(RECORD EXCERPTS Opens)
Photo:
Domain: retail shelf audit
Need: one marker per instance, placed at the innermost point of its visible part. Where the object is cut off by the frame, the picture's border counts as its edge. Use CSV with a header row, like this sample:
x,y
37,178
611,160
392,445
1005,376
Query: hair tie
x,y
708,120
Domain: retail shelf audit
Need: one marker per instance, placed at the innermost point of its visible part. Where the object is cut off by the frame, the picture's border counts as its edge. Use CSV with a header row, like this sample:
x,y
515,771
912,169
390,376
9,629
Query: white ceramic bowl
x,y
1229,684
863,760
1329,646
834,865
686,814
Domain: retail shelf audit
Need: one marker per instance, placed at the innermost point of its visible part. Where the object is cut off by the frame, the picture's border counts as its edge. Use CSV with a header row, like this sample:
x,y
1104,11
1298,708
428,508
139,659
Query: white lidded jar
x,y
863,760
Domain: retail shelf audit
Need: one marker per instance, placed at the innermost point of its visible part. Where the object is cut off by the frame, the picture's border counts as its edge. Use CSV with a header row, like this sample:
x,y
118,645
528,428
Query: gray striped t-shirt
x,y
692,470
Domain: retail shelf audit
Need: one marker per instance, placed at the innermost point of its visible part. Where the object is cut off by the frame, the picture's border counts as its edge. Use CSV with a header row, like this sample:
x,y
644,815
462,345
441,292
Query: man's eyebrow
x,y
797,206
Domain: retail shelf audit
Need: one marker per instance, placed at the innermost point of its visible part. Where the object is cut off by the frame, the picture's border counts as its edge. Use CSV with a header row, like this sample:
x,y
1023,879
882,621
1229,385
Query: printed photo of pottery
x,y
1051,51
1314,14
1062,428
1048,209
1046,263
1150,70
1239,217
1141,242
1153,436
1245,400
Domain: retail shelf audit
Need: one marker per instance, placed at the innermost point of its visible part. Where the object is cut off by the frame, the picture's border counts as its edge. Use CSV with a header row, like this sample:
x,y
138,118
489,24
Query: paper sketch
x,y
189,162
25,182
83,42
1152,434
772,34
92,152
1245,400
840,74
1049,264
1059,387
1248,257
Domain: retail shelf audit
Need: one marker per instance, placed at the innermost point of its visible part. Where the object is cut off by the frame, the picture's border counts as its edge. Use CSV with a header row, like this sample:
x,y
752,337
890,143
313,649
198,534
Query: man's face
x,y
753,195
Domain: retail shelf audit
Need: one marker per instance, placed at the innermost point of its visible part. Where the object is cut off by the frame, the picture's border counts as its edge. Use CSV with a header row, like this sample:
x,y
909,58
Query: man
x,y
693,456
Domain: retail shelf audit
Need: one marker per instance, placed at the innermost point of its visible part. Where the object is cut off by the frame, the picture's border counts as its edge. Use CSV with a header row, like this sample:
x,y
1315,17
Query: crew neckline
(RECORD EXCERPTS Closes)
• ASSIGNED TASK:
Exactly the lines from the one containing "Query: man's face" through the end of the records should be reproduced, and no others.

• SOLUTION FOR THIS EXERCISE:
Query: man's face
x,y
753,195
Domain: retail shelf audit
Need: one marker per instance, placed at the innermost point of its visible part. Where the object is cut off by the frame, the picture's border counts as its edge. Use CSV with a header row, like this sample:
x,y
909,58
Query: man
x,y
693,456
Domain: retail shelf audit
Need: one marker per instance, placed at the innermost point of its visible part. Where the object is cut off by the frame, the picture's border counts as its edge. Use CSV with a header row, like this sample:
x,y
1315,17
Query: crew neckline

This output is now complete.